EXERCISE » Copy out the listing from the line containing "Question: I need the bounding box around the yellow" through the line containing "[156,175,174,187]", leaving every character unchanged.

GIVEN DATA »
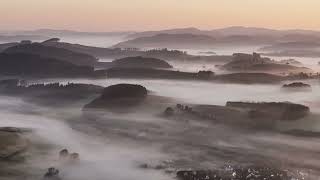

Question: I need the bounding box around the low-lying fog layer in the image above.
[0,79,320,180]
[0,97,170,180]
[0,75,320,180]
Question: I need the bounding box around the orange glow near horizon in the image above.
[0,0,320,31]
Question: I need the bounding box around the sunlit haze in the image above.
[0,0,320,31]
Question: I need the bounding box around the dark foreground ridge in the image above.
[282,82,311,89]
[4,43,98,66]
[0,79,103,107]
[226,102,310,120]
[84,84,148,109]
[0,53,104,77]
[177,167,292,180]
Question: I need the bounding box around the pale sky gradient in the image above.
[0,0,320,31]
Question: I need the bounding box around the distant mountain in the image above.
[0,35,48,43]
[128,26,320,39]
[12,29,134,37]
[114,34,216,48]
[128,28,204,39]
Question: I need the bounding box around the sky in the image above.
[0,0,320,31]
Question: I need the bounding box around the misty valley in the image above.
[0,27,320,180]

==

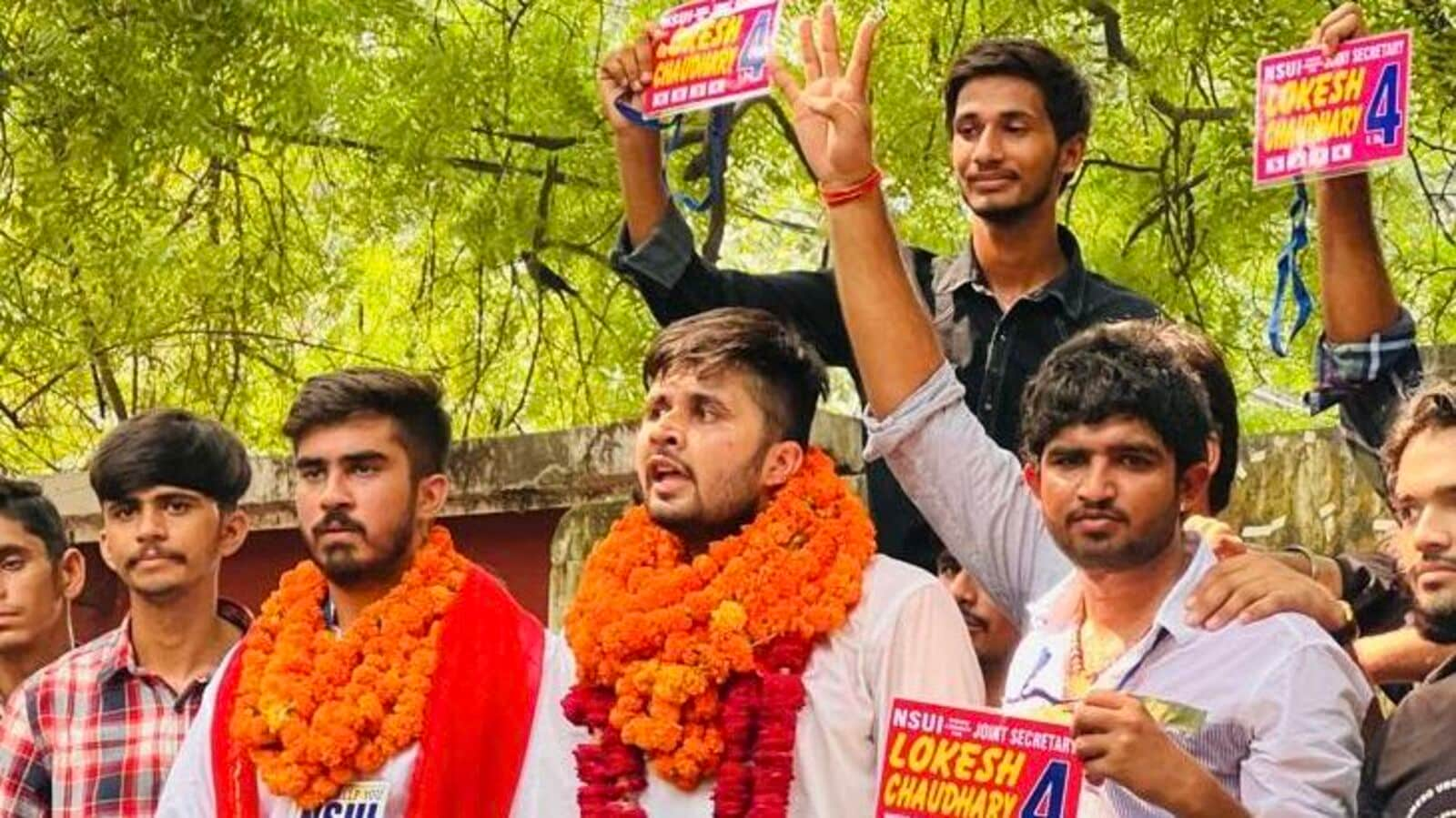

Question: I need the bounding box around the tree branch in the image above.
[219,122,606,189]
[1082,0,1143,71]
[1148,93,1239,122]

--

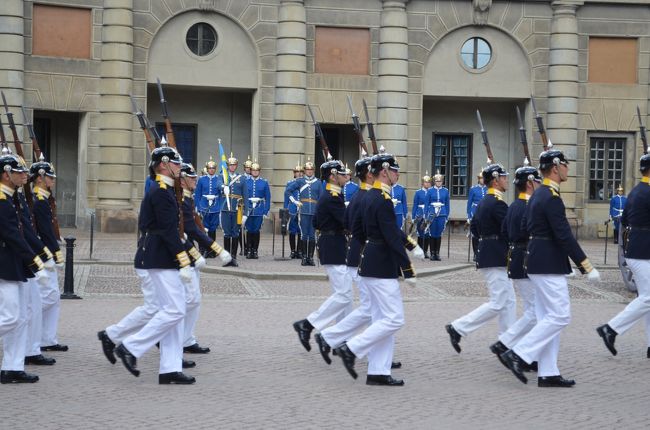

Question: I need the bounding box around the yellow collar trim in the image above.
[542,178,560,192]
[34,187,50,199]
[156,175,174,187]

RESPONSE TO THE TASK »
Question: I need the bounding box around the yellow collar trim in the image above.
[542,178,560,192]
[34,187,50,199]
[156,175,174,187]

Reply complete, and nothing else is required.